● MATERIAL PROVIDED
- - - -

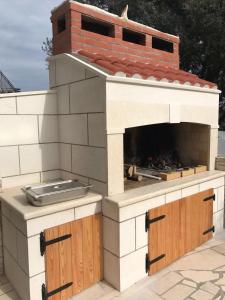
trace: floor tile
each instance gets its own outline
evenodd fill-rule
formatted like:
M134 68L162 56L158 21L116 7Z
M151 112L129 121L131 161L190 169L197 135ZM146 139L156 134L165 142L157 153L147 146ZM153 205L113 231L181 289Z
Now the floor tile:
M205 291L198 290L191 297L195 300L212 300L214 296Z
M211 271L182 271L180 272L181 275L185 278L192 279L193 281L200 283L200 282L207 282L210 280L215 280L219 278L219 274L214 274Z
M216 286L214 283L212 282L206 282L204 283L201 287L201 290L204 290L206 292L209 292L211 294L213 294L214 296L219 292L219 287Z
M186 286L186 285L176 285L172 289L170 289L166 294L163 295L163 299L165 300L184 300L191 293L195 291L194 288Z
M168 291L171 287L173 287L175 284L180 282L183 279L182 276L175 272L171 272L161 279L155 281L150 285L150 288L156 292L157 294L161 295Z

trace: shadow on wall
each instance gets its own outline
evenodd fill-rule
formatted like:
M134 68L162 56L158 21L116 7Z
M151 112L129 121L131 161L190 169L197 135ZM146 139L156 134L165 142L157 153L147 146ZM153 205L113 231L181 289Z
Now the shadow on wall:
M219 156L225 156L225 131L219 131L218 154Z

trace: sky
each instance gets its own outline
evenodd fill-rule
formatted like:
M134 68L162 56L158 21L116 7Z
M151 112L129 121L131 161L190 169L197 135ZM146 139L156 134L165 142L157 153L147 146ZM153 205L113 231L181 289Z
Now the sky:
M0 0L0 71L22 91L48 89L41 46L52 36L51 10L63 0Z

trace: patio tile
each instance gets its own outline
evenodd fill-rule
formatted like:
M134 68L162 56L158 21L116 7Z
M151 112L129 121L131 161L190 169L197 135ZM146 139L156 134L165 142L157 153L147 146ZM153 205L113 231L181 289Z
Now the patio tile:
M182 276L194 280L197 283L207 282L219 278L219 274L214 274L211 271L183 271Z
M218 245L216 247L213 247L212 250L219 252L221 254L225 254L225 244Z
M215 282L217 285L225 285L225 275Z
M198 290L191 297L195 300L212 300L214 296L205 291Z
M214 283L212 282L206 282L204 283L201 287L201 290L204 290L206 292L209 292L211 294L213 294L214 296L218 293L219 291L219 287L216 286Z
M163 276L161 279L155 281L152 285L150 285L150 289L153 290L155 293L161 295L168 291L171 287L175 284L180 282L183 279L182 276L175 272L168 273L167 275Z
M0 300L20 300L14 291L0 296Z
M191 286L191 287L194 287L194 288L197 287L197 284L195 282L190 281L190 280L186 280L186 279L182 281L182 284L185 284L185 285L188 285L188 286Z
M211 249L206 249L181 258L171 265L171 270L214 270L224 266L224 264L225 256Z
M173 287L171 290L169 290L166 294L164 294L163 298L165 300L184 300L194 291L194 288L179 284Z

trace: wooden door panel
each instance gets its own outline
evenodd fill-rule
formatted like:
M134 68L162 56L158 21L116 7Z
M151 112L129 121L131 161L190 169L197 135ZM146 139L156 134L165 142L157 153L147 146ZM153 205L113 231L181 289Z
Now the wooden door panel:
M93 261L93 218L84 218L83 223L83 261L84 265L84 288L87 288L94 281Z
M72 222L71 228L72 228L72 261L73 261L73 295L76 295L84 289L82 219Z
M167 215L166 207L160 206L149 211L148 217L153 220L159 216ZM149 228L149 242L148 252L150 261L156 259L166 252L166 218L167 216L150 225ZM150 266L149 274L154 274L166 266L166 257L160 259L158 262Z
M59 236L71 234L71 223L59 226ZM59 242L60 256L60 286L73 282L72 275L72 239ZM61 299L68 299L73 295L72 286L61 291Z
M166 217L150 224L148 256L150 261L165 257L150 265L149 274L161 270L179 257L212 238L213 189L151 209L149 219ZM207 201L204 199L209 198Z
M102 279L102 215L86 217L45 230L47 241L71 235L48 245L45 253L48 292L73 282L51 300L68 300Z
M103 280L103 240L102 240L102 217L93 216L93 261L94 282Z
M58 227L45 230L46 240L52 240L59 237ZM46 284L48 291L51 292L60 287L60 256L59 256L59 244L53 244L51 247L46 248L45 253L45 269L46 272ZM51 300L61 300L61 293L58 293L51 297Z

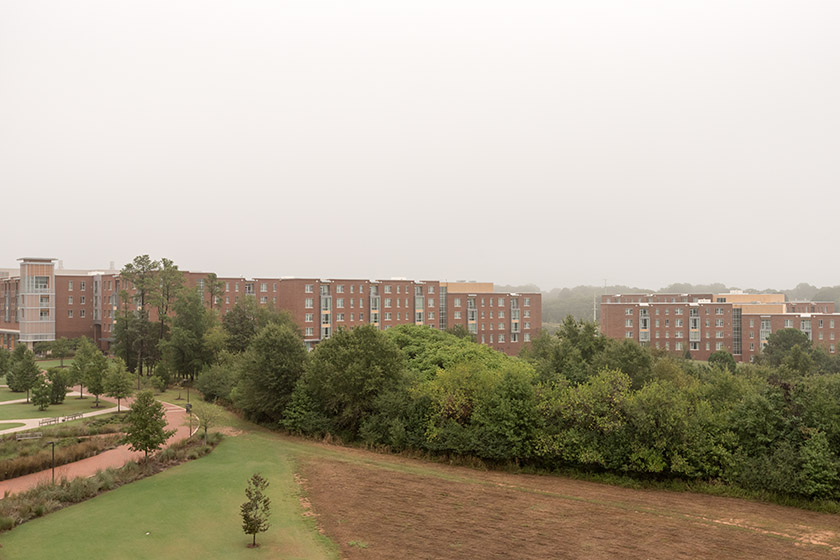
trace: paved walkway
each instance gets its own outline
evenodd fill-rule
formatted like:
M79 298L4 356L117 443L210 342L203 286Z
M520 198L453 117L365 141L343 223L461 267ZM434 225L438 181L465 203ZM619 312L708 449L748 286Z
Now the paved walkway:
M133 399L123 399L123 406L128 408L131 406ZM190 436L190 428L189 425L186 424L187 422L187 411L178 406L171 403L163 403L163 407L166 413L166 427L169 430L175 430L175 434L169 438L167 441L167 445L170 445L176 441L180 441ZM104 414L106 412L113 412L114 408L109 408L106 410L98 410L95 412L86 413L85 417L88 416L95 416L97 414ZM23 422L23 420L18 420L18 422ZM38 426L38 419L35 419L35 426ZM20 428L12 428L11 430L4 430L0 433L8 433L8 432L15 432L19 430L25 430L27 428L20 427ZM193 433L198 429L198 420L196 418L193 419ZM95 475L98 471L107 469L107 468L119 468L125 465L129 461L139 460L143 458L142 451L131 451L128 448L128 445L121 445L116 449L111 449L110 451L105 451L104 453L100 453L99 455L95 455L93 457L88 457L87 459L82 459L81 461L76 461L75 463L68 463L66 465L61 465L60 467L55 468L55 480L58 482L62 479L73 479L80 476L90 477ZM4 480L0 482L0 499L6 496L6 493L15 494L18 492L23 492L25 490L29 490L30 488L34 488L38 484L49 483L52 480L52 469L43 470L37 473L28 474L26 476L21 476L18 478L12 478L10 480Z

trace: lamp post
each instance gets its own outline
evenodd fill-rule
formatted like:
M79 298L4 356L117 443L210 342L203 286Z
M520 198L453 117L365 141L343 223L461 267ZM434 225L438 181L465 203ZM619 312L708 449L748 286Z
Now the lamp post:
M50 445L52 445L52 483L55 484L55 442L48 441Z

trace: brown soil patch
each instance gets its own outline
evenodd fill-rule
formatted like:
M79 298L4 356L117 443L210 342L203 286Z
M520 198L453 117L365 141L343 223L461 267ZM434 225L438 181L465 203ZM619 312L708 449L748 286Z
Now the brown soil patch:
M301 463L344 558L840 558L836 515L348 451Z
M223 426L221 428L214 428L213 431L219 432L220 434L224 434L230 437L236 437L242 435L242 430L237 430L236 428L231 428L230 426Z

- - - -

● TASK TO CARRY OUT
Each record above needs to be copied exactly, with images left out.

● TASK RESULT
trace: floor tile
each instance gets its own outline
evenodd fill-rule
formatted like:
M134 68L162 56L158 21L116 7Z
M151 112L129 121L131 161L190 169L197 135ZM146 139L156 134L165 142L157 153L147 146ZM153 205L113 231L181 289Z
Now the floor tile:
M205 291L198 290L191 297L195 300L212 300L214 296Z
M211 271L182 271L180 272L181 275L185 278L192 279L193 281L200 283L200 282L207 282L210 280L215 280L219 278L219 274L214 274Z
M216 286L214 283L212 282L206 282L204 283L201 287L201 290L204 290L206 292L209 292L211 294L213 294L214 296L219 292L219 287Z
M186 286L186 285L176 285L172 289L170 289L166 294L163 295L163 299L165 300L184 300L191 293L195 291L194 288Z
M168 291L171 287L173 287L175 284L180 282L183 279L182 276L175 272L171 272L161 279L155 281L150 285L150 288L156 292L157 294L161 295Z

trace: shadow on wall
each instance gets its own outline
evenodd fill-rule
formatted like:
M134 68L162 56L158 21L116 7Z
M151 112L129 121L131 161L190 169L197 135ZM146 139L156 134L165 142L157 153L147 146ZM153 205L113 231L181 289Z
Now the shadow on wall:
M219 156L225 156L225 131L219 131L218 154Z

trace: sky
each instance gets its own outline
evenodd fill-rule
formatted like:
M134 68L162 56L158 21L116 7Z
M151 112L129 121L131 161L190 169L197 135ZM146 139L156 134L165 142L157 153L147 146ZM153 205L113 231L181 289Z
Now the sky:
M0 0L0 71L22 91L48 89L41 46L52 36L51 10L63 0Z

trace: patio tile
each instance gets its own outline
evenodd fill-rule
formatted like:
M134 68L162 56L158 21L116 7Z
M151 112L129 121L131 161L190 169L197 135ZM146 139L156 134L165 142L157 153L147 146ZM153 205L113 231L181 289Z
Now the patio tile:
M182 276L194 280L197 283L207 282L219 278L219 274L214 274L211 271L183 271Z
M218 245L216 247L213 247L212 250L219 252L221 254L225 254L225 244Z
M215 282L217 285L225 285L225 275Z
M198 290L191 297L195 300L212 300L214 296L205 291Z
M214 283L212 282L206 282L204 283L201 287L201 290L204 290L206 292L209 292L211 294L213 294L214 296L218 293L219 291L219 287L216 286Z
M163 276L161 279L155 281L152 285L150 285L150 289L153 290L155 293L161 295L168 291L171 287L175 284L180 282L183 279L182 276L175 272L168 273L167 275Z
M0 300L20 300L14 291L0 296Z
M191 286L191 287L194 287L194 288L197 287L197 284L195 282L190 281L190 280L186 280L186 279L182 281L182 284L185 284L185 285L188 285L188 286Z
M211 249L206 249L181 258L171 265L171 270L214 270L224 266L224 264L225 256Z
M173 287L171 290L169 290L166 294L164 294L163 298L165 300L184 300L194 291L194 288L179 284Z

trace: wooden door panel
each instance gets its own outline
evenodd fill-rule
formatted like:
M134 68L162 56L158 21L116 7Z
M151 112L129 121L131 161L190 169L197 135ZM146 139L156 134L165 142L157 153L147 146ZM153 205L113 231L181 289Z
Now the wooden door panel:
M93 261L93 218L84 218L83 223L83 261L84 265L84 288L87 288L94 281Z
M72 222L71 228L72 228L72 261L73 261L73 295L76 295L84 289L82 219Z
M167 215L166 207L160 206L149 211L148 217L153 220L159 216ZM149 228L149 242L148 252L150 261L156 259L166 252L166 218L167 216L150 225ZM150 266L149 274L154 274L166 266L166 257L160 259L158 262Z
M59 236L71 234L71 223L59 226ZM59 242L60 256L60 286L73 282L72 275L72 239ZM61 299L68 299L73 295L72 286L61 291Z
M166 217L150 224L148 256L150 261L165 257L150 265L149 274L161 270L179 257L212 238L213 189L151 209L149 219ZM207 201L204 199L209 198Z
M102 279L102 215L86 217L45 230L47 241L71 235L48 245L45 253L48 292L73 282L51 300L68 300Z
M103 280L103 240L102 240L102 217L93 216L93 261L94 282Z
M58 227L45 230L46 240L52 240L59 237ZM46 284L48 291L51 292L60 287L60 256L59 256L59 244L53 244L51 247L46 248L45 253L45 269L46 272ZM51 300L61 300L61 293L58 293L51 297Z

trace: paved walkway
each instance gets its own outline
evenodd fill-rule
formatted like:
M79 298L4 356L117 443L210 342L203 286Z
M520 198L453 117L365 141L343 223L461 267ZM434 225L438 181L465 203ZM619 312L708 449L748 286Z
Now the paved walkway:
M133 399L123 399L123 406L128 408L131 406ZM190 436L190 428L189 425L186 424L187 422L187 411L178 406L171 403L163 403L163 407L166 413L166 427L169 430L175 430L175 434L169 438L167 441L167 445L170 445L176 441L180 441ZM104 414L106 412L113 412L114 408L109 408L106 410L98 410L95 412L86 413L85 417L88 416L95 416L97 414ZM23 422L23 420L18 420L18 422ZM38 426L38 419L35 419L35 426ZM20 428L12 428L11 430L4 430L0 433L8 433L8 432L15 432L19 430L25 430L27 428L20 427ZM193 433L198 429L198 420L196 418L193 419ZM95 475L98 471L107 469L107 468L119 468L125 465L129 461L139 460L143 458L142 451L131 451L128 448L128 445L121 445L116 449L111 449L110 451L105 451L104 453L100 453L99 455L95 455L93 457L88 457L87 459L82 459L81 461L76 461L75 463L68 463L66 465L61 465L60 467L55 468L55 480L58 482L62 479L73 479L80 476L90 477ZM4 480L0 482L0 499L6 496L6 493L15 494L18 492L23 492L25 490L29 490L30 488L34 488L38 484L49 483L52 480L52 469L43 470L37 473L28 474L26 476L21 476L18 478L12 478L10 480Z

trace: lamp post
each instance gets its own outline
evenodd fill-rule
formatted like:
M79 298L4 356L117 443L210 342L203 286Z
M520 198L453 117L365 141L343 223L461 267ZM434 225L438 181L465 203ZM619 312L708 449L748 286Z
Now the lamp post:
M50 445L52 445L52 483L55 484L55 442L48 441Z

trace: brown soil patch
each instance gets its own outline
evenodd fill-rule
formatted like:
M79 298L4 356L117 443L210 342L203 286Z
M520 198L453 117L365 141L343 223L461 267ZM434 225L438 181L465 203ZM619 312L708 449L748 286Z
Now the brown soil patch:
M301 463L344 558L840 558L836 515L348 451Z
M223 426L221 428L214 428L213 431L219 432L220 434L224 434L230 437L236 437L242 435L242 430L237 430L236 428L231 428L230 426Z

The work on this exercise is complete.